## Problem requirements
Print the records below verbatim.

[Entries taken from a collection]
--------------------------------------------------

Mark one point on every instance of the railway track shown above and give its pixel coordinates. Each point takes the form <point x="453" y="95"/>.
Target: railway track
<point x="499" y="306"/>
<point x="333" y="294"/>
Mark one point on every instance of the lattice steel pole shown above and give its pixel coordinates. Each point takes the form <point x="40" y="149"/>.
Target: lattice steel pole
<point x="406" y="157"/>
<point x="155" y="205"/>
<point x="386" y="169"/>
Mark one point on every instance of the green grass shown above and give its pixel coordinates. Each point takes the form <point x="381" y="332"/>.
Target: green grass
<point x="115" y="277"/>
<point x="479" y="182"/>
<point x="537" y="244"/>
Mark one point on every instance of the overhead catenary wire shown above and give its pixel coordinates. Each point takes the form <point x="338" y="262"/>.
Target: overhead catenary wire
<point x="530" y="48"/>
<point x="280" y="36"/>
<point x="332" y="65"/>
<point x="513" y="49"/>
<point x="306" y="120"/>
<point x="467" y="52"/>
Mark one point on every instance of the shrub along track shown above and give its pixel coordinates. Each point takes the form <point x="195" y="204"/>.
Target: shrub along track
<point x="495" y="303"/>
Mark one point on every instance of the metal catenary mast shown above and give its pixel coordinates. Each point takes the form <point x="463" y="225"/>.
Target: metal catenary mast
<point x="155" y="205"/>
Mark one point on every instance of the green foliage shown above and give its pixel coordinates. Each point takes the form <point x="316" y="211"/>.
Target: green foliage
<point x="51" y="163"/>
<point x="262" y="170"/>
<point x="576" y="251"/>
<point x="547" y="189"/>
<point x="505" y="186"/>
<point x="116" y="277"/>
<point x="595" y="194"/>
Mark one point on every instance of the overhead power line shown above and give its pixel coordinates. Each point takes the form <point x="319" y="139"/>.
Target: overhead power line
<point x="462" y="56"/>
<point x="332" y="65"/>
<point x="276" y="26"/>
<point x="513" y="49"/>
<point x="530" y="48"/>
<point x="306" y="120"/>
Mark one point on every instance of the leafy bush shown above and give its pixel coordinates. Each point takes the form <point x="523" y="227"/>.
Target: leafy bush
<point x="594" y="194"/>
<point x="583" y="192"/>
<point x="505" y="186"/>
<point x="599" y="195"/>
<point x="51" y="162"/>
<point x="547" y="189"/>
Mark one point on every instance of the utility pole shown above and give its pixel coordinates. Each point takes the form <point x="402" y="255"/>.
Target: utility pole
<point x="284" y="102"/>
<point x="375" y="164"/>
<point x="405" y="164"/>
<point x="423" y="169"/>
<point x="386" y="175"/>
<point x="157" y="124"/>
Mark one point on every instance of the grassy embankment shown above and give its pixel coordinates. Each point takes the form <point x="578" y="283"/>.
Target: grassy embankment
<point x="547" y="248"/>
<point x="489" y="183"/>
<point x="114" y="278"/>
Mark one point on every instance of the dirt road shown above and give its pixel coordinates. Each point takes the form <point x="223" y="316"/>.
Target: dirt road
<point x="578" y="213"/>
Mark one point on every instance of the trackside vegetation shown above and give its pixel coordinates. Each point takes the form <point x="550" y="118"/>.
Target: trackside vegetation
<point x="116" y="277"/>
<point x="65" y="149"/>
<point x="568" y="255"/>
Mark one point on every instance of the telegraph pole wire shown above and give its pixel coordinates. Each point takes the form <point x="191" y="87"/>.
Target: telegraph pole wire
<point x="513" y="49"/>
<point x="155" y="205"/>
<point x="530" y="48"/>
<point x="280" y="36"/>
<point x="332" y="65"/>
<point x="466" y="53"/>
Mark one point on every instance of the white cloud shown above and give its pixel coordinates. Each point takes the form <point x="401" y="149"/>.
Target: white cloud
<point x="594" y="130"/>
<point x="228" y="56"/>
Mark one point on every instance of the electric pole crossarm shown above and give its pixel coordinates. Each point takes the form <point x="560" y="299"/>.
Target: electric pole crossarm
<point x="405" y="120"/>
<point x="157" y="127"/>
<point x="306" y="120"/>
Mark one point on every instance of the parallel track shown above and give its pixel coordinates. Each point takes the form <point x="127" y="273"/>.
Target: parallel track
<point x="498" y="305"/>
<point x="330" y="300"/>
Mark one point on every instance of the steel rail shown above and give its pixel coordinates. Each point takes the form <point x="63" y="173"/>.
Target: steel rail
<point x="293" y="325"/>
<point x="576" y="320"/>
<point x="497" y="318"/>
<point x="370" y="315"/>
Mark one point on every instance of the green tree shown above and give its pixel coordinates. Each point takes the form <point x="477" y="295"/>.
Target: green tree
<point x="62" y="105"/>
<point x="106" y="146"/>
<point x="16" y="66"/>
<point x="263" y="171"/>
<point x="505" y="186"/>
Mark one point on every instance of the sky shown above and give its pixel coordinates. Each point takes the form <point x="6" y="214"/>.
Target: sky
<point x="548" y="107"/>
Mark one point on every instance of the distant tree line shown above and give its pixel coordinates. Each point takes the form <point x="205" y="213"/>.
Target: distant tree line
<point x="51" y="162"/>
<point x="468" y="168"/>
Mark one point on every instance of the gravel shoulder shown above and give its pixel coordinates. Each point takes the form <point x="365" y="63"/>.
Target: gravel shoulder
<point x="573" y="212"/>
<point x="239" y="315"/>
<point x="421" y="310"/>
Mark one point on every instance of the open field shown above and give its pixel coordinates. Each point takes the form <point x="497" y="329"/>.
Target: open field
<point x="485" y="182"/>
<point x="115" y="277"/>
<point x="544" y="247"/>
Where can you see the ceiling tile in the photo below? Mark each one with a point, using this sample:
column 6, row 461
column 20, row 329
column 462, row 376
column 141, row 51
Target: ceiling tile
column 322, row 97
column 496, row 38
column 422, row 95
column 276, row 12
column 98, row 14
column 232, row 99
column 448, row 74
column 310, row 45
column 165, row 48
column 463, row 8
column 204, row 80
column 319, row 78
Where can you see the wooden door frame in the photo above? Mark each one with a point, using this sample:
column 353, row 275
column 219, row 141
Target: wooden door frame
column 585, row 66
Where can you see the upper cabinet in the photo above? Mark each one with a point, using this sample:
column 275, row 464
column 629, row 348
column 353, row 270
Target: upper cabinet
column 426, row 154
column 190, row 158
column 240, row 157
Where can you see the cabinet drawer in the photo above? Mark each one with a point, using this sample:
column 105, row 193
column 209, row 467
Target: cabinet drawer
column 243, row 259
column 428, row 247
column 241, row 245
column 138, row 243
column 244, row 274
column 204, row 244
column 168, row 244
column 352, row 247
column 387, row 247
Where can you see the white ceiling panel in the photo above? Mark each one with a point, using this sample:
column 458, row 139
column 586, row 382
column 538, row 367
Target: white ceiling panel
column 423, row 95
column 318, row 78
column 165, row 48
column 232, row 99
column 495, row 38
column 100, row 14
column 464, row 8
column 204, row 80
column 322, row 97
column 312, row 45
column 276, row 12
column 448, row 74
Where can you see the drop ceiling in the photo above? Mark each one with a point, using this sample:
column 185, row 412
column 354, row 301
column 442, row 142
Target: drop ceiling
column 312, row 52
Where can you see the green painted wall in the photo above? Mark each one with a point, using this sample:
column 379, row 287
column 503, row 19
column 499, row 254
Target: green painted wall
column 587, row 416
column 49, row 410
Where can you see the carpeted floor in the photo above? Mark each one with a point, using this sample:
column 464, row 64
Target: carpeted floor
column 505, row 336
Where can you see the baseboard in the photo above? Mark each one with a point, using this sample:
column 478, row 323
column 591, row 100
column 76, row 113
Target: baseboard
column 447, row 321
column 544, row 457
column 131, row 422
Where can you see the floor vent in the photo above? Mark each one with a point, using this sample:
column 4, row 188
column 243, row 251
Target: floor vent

--------------------------------------------------

## Written response
Mark one point on every instance of the railway track shown above and give its pixel coordinates. Each point takes the form <point x="453" y="95"/>.
Target: railway track
<point x="499" y="306"/>
<point x="333" y="294"/>
Mark one point on every instance of the lattice steel pole shown above and give its pixel coordinates. Each point takes the form <point x="40" y="149"/>.
Target: lattice steel pole
<point x="406" y="157"/>
<point x="155" y="205"/>
<point x="386" y="169"/>
Mark one point on every instance of the green grass shown above and give its pixel coordinates. Each point takes the form <point x="381" y="332"/>.
Target: green grass
<point x="115" y="277"/>
<point x="479" y="182"/>
<point x="537" y="244"/>
Mark one point on every instance of the overhead catenary wire shown above and give its pixel coordinates. Each point takes the form <point x="338" y="262"/>.
Target: overhead catenary wire
<point x="530" y="48"/>
<point x="280" y="36"/>
<point x="332" y="65"/>
<point x="513" y="49"/>
<point x="306" y="120"/>
<point x="467" y="52"/>
Mark one point on every instance of the shrub along track shown above and give its pixel coordinates. Each point takes the form <point x="195" y="204"/>.
Target: shrub along track
<point x="495" y="303"/>
Mark one point on every instance of the metal catenary mast shown above and give its pixel coordinates. Each point takes the form <point x="463" y="225"/>.
Target: metal catenary mast
<point x="155" y="205"/>
Mark one point on every instance of the green foliage shown above and give its pixel coordinates. Each point takes the form <point x="316" y="211"/>.
Target: green foliage
<point x="51" y="163"/>
<point x="262" y="170"/>
<point x="576" y="251"/>
<point x="547" y="189"/>
<point x="505" y="186"/>
<point x="116" y="277"/>
<point x="595" y="194"/>
Mark one point on every instance of the overhead power line shown above and give its pixel coordinates. Each point takes the form <point x="319" y="139"/>.
Target: overhead power line
<point x="462" y="56"/>
<point x="332" y="65"/>
<point x="276" y="26"/>
<point x="513" y="49"/>
<point x="530" y="48"/>
<point x="306" y="120"/>
Mark one point on every instance of the leafy bush shown above and give its pixel coordinates. Each point takes the form <point x="523" y="227"/>.
Target: leafy bush
<point x="594" y="194"/>
<point x="583" y="192"/>
<point x="505" y="186"/>
<point x="599" y="195"/>
<point x="51" y="162"/>
<point x="547" y="189"/>
Mark one point on every instance of the utility pole shown above and give its pixel coordinates. Each point takes the form <point x="402" y="255"/>.
Target: utility pole
<point x="284" y="102"/>
<point x="375" y="164"/>
<point x="405" y="164"/>
<point x="423" y="169"/>
<point x="386" y="175"/>
<point x="157" y="124"/>
Mark one point on every instance of the grassy embankment shown above and give its pixel coordinates. Each point takes the form <point x="578" y="283"/>.
Target: grassy embankment
<point x="547" y="248"/>
<point x="489" y="183"/>
<point x="114" y="278"/>
Mark one point on every instance of the dirt road shown above and give its pixel coordinates. Each point takes the form <point x="223" y="316"/>.
Target: dirt road
<point x="578" y="213"/>
Mark one point on every instance of the trackside vegetation shown above and give its pixel coordinates. Each point takes the form <point x="550" y="118"/>.
Target: trackside vegetation
<point x="116" y="277"/>
<point x="65" y="149"/>
<point x="568" y="255"/>
Mark one point on every instance of the telegraph pole wire shown above and give its pixel coordinates. Each point takes the form <point x="191" y="87"/>.
Target: telegraph pole wire
<point x="513" y="49"/>
<point x="155" y="205"/>
<point x="530" y="48"/>
<point x="280" y="36"/>
<point x="332" y="65"/>
<point x="466" y="53"/>
Mark one point on every instance of the white cloud shown above and give its pixel coordinates. Each point takes the form <point x="401" y="149"/>.
Target: white cloud
<point x="594" y="130"/>
<point x="228" y="56"/>
Mark one point on every instance of the electric pole crossarm shown above and give its pixel coordinates. Each point takes the form <point x="560" y="299"/>.
Target: electric pole crossarm
<point x="405" y="120"/>
<point x="157" y="127"/>
<point x="306" y="120"/>
Mark one point on every instance of the parallel track shown above and give its pixel coordinates. Each point takes the form <point x="127" y="273"/>.
Target: parallel track
<point x="498" y="305"/>
<point x="330" y="300"/>
Mark one point on every instance of the steel rail shown above and give its pixel coordinates. Each point takes the form <point x="63" y="173"/>.
Target: steel rail
<point x="293" y="325"/>
<point x="576" y="320"/>
<point x="497" y="318"/>
<point x="370" y="315"/>
Mark one point on every instance of the green tree shown above and give its pixel coordinates. Each point takes the form <point x="477" y="295"/>.
Target: green tree
<point x="62" y="105"/>
<point x="106" y="146"/>
<point x="16" y="66"/>
<point x="263" y="171"/>
<point x="505" y="186"/>
Mark one point on every instance of the sky shown above and give its pixel coordinates. Each point takes the form <point x="6" y="214"/>.
Target: sky
<point x="548" y="107"/>
Mark one point on every instance of the distant tree line shown above and give its pixel coordinates. Each point takes the form <point x="205" y="213"/>.
Target: distant tree line
<point x="51" y="162"/>
<point x="468" y="168"/>
Mark one point on every instance of the gravel shoulder shown above and give its pixel coordinates. Each point takes the form <point x="365" y="63"/>.
Target: gravel shoulder
<point x="573" y="212"/>
<point x="239" y="315"/>
<point x="421" y="310"/>
Mark one point on every instance of the open field shown above and give its pixel coordinates. Each point takes the form <point x="497" y="329"/>.
Target: open field
<point x="485" y="182"/>
<point x="115" y="277"/>
<point x="544" y="247"/>
Where can you see the ceiling tile in the photo below? Mark each one with a point, using this sample:
column 6, row 461
column 20, row 329
column 462, row 376
column 141, row 51
Target: ceiling tile
column 322, row 97
column 496, row 38
column 422, row 95
column 276, row 12
column 98, row 14
column 232, row 99
column 448, row 74
column 310, row 45
column 165, row 48
column 463, row 8
column 204, row 80
column 319, row 78
Where can you see the wooden door frame in the photo above? Mark each one with a point, using this sample:
column 353, row 275
column 219, row 141
Target: wooden door frame
column 585, row 66
Where can you see the upper cabinet in the photo above? Mark each one with a point, using this sample:
column 275, row 464
column 629, row 348
column 353, row 270
Target: upper cabinet
column 426, row 154
column 190, row 158
column 240, row 157
Where can you see the cabinet drawer in the photo above? Mark each one with a point, using this sample:
column 105, row 193
column 209, row 467
Target: cabinet drawer
column 243, row 259
column 428, row 247
column 241, row 245
column 138, row 243
column 244, row 274
column 204, row 244
column 168, row 244
column 352, row 247
column 387, row 247
Where can you see the white ceiling panel in the photo above? Mark each one with a point, using this sample:
column 458, row 139
column 586, row 382
column 538, row 367
Target: white ceiling panel
column 423, row 95
column 318, row 78
column 165, row 48
column 232, row 99
column 495, row 38
column 100, row 14
column 464, row 8
column 204, row 80
column 322, row 97
column 312, row 45
column 276, row 12
column 448, row 74
Where can you see the drop ceiling in the photo above? Mark each one with a point, using this sample:
column 185, row 412
column 354, row 301
column 442, row 142
Target: drop ceiling
column 312, row 52
Where can you see the green painted wall in the photo above? Mark each one with a point, using this sample:
column 379, row 287
column 503, row 19
column 499, row 254
Target: green painted wall
column 587, row 416
column 49, row 410
Where can you see the carpeted floor in the photo above? Mark each one with a point, using this sample:
column 464, row 64
Target: carpeted floor
column 505, row 336
Where can you see the baseboard in the photo above? Mark each one with a point, using this sample:
column 478, row 323
column 591, row 100
column 76, row 113
Target: baseboard
column 447, row 321
column 544, row 457
column 131, row 422
Where can you see the floor vent in the photo above? Mark each one with a point, using this sample:
column 4, row 188
column 243, row 251
Target: floor vent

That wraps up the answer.